Reproduce the passage of the David Davis biography starting at "- Children: 2" and ending at "he studied film.".

**Text excerpt**
★ ★ ★
- Born: August 5, 1936 Brooklyn, New York City, U.S.
- Died: November 4, 2022 (aged 86) Los Angeles, California, U.S.
- Education: University of California
- Occupations: Television producer; television writer;
- Years active: 1962–1994
- Notable work: The Bob Newhart Show Taxi
- Spouse: Joann Leeson ​(div. 1972)​
- Partner: Julie Kavner (1976–2022)
- Children: 2

= David Davis (TV producer) =

American producer and writer (1936–2022)

David Davis (August 5, 1936 – November 4, 2022) was an American television producer and television writer. He co-created the sitcoms The Bob Newhart Show (with Lorenzo Music) and Taxi (with James L. Brooks, Stan Daniels, and Ed. Weinberger). He also wrote, produced, and developed the sitcom Rhoda, co-starring his partner Julie Kavner. He also wrote and produced The Mary Tyler Moore Show, off of which Rhoda was spun. In 1979, he won a Primetime Emmy Award for his producing work on Taxi.

==Personal life and death==
Davis was born in Brooklyn on August 5, 1936. His father, Phil Davis, was a writer for the game shows Truth or Consequences and This Is Your Life. He moved to Los Angeles during his childhood, and attended the University of California, Los Angeles, where he studied film.
★ ★ ★
**Extracted data**
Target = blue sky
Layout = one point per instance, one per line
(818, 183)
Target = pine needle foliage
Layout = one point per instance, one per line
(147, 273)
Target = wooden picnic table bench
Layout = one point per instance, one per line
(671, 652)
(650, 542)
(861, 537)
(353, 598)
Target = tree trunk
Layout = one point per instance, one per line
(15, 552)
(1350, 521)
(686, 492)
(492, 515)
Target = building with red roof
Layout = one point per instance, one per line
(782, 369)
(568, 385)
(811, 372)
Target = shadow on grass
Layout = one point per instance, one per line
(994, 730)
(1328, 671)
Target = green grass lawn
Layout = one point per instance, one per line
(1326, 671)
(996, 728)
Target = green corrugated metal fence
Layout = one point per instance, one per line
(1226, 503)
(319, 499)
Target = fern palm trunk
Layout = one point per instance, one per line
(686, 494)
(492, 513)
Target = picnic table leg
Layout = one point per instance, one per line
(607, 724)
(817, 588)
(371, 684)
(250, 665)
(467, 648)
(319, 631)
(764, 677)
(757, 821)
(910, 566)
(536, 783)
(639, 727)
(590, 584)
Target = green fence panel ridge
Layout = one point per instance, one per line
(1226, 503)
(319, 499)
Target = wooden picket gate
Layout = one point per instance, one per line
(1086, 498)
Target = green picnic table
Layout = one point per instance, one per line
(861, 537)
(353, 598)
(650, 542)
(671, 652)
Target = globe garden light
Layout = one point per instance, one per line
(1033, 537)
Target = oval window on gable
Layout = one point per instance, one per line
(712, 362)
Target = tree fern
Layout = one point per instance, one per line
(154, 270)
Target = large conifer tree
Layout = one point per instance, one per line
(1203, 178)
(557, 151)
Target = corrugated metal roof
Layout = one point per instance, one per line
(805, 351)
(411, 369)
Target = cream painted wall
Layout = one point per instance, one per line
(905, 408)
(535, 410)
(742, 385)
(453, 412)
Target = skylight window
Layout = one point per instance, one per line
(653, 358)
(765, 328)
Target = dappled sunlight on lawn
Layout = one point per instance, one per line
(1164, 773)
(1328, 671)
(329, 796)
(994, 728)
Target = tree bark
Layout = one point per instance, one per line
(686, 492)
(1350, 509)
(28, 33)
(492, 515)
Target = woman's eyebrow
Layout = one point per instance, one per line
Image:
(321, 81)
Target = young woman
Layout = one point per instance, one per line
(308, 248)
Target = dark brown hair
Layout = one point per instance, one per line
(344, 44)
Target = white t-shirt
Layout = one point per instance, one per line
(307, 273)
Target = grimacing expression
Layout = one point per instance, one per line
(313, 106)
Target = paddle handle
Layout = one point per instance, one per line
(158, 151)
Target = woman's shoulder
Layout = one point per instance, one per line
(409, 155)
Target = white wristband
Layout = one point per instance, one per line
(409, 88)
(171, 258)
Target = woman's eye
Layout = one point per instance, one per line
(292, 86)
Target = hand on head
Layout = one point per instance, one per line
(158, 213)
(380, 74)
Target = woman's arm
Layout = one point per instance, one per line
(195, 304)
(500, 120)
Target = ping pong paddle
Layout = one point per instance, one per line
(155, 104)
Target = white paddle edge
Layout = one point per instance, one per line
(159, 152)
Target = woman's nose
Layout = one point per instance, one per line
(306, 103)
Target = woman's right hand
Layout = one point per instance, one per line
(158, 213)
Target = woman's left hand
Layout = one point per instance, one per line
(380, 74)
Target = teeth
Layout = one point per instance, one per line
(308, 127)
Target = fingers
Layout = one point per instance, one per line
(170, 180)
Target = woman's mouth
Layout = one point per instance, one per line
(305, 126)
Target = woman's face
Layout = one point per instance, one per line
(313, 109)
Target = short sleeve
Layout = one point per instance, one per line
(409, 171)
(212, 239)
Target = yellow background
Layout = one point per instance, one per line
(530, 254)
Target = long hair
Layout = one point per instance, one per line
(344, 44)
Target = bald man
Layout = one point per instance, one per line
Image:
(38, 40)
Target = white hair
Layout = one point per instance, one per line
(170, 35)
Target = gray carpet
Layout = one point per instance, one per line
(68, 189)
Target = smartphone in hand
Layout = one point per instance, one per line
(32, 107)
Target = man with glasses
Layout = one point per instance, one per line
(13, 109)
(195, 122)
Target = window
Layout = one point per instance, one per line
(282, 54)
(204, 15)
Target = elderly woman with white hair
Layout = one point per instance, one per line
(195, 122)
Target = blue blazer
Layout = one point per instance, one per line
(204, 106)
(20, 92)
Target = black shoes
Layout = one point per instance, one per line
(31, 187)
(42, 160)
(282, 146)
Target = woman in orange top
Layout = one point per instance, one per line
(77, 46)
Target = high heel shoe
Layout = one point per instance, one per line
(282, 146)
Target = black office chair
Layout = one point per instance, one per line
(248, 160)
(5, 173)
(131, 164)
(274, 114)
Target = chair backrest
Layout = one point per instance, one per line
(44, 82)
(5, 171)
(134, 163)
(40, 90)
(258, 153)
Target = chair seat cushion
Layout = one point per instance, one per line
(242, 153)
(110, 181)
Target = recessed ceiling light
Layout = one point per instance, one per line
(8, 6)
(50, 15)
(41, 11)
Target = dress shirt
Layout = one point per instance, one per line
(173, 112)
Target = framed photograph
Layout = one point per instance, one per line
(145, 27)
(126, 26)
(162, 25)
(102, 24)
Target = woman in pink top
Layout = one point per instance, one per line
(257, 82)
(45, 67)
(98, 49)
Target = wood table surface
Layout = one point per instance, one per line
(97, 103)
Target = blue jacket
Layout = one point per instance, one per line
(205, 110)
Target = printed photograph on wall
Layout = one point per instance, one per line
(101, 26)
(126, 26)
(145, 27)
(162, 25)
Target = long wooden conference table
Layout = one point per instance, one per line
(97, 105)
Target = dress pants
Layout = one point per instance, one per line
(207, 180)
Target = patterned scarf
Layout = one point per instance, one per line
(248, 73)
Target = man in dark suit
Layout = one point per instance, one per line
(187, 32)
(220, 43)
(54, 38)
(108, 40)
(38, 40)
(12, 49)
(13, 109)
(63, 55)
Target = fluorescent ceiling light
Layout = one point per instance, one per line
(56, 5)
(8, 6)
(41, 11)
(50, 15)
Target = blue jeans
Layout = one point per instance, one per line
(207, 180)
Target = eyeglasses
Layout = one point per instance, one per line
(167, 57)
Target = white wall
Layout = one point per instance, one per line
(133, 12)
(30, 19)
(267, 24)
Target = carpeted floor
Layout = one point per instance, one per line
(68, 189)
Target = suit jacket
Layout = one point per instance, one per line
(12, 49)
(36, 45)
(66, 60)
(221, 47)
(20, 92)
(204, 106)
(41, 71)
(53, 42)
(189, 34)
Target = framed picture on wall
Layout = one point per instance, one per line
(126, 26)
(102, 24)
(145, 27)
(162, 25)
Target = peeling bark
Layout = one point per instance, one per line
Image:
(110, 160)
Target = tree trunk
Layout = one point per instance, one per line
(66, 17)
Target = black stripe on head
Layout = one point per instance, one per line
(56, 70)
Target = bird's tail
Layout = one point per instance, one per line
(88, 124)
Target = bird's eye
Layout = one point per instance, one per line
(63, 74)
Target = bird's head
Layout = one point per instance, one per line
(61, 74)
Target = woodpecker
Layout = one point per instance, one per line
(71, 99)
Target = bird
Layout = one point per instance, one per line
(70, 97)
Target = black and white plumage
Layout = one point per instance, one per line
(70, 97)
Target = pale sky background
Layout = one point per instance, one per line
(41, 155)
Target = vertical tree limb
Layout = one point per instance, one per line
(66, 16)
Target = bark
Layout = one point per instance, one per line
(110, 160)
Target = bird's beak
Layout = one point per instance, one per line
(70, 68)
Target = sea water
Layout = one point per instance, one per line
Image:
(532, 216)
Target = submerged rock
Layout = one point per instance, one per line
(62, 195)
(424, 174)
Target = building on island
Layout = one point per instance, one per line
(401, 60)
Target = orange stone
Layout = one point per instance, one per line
★ ★ ★
**Correct response**
- Children: 2

= David Davis (TV producer) =

American producer and writer (1936–2022)

David Davis (August 5, 1936 – November 4, 2022) was an American television producer and television writer. He co-created the sitcoms The Bob Newhart Show (with Lorenzo Music) and Taxi (with James L. Brooks, Stan Daniels, and Ed. Weinberger). He also wrote, produced, and developed the sitcom Rhoda, co-starring his partner Julie Kavner. He also wrote and produced The Mary Tyler Moore Show, off of which Rhoda was spun. In 1979, he won a Primetime Emmy Award for his producing work on Taxi.

==Personal life and death==
Davis was born in Brooklyn on August 5, 1936. His father, Phil Davis, was a writer for the game shows Truth or Consequences and This Is Your Life. He moved to Los Angeles during his childhood, and attended the University of California, Los Angeles, where he studied film.